> **EXERCISE REQUIREMENTS**:
Return the listing below in full, with every line exactly as it is.

# START OF RECORDS TO PROCESS

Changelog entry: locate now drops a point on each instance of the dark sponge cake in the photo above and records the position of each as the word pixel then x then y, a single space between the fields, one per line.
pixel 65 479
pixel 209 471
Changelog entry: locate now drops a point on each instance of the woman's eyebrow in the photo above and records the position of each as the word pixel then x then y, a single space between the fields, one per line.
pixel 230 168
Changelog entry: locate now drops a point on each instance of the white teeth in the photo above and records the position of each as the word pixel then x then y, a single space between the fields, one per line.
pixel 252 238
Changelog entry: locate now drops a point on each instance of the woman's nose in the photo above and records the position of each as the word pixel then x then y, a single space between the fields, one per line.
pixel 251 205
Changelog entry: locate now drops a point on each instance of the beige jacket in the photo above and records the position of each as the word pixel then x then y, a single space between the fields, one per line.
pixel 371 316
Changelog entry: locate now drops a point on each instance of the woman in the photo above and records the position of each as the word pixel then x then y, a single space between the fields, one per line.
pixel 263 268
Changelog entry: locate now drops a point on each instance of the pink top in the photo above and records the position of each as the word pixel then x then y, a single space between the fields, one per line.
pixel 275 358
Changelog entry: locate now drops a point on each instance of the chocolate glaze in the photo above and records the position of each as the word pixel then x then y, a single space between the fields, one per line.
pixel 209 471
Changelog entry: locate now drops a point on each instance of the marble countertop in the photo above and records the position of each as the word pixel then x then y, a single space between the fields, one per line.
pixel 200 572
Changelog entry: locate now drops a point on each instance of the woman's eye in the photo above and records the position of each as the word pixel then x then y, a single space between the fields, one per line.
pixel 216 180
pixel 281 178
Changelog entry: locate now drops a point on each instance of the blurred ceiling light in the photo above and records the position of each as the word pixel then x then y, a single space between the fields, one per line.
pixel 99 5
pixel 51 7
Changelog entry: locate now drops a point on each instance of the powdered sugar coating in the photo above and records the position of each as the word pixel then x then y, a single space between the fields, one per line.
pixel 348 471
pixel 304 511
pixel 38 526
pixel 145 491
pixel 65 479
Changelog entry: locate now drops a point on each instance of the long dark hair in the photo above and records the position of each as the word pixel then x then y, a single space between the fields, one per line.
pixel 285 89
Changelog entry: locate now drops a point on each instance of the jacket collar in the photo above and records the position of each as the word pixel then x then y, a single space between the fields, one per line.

# END OF RECORDS TO PROCESS

> **THE REPLY**:
Changelog entry: locate now drops a point on each instance of the dark sponge cake in the photo above and records the position of each as the word pixel then x then y, a single space between the fields, one per line.
pixel 65 479
pixel 209 471
Changelog entry: locate now drops a point on each instance of the woman's eyebrow in the photo above and records the position of each as the word pixel then x then y, a single space between the fields, one per line.
pixel 230 168
Changelog entry: locate now drops a point on each instance of the white teeth in the photo above and records the position of each as the word pixel then x then y, a single space between the fields, one per line.
pixel 252 238
Changelog entry: locate now drops a point on each instance of the woman's nose in the photo above and records the position of each as the word pixel then x then y, a single space between the fields, one per line.
pixel 251 205
Changelog entry: locate now drops a point on each instance of the beige jacket in the photo above and records the position of each as the word pixel then x then y, a single space between the fields, one per line.
pixel 371 316
Changelog entry: locate now drops a point on each instance of the woman in the photo above and records the position of each as the word pixel then x then y, a single space between the fields, one per line.
pixel 263 268
Changelog entry: locate now drops a point on each instance of the pink top in the photo above and records the position of each as the word pixel then x then y, a single space between the fields, one per line.
pixel 275 358
Changelog entry: locate now drops a point on each instance of the chocolate glaze in the photo above and records the position of each as the word pixel then x then y, a single space between the fields, one per line.
pixel 209 471
Changelog entry: locate now drops a point on each instance of the marble countertop in the photo above and records the position of each as the word pixel then x then y, a single space between the fields, one per line.
pixel 200 572
Changelog entry: locate now drops a point on each instance of the woman's eye in the photo above and records the position of each as the word pixel then x then y, a single space between the fields, one per line.
pixel 216 180
pixel 281 178
Changelog entry: locate now drops a point on each instance of the blurred ceiling light in the photo above and records the position of each as the word pixel then x then y, a single space between the fields, one per line.
pixel 99 5
pixel 51 7
Changelog entry: locate now drops a point on each instance of the powdered sugar coating in the photo above and records the position of each as the word pixel then x then y, a single space between the fields, one per line.
pixel 348 471
pixel 304 511
pixel 38 526
pixel 145 491
pixel 65 479
Changelog entry: locate now drops a point on each instance of the long dark hair in the photo above and records the position of each as the word pixel then x then y, a single space between the fields, one per line.
pixel 285 89
Changelog entry: locate now drops a point on each instance of the jacket collar in the photo above and records the position of each as the word pixel then x then y, a single space between the fields, one per line.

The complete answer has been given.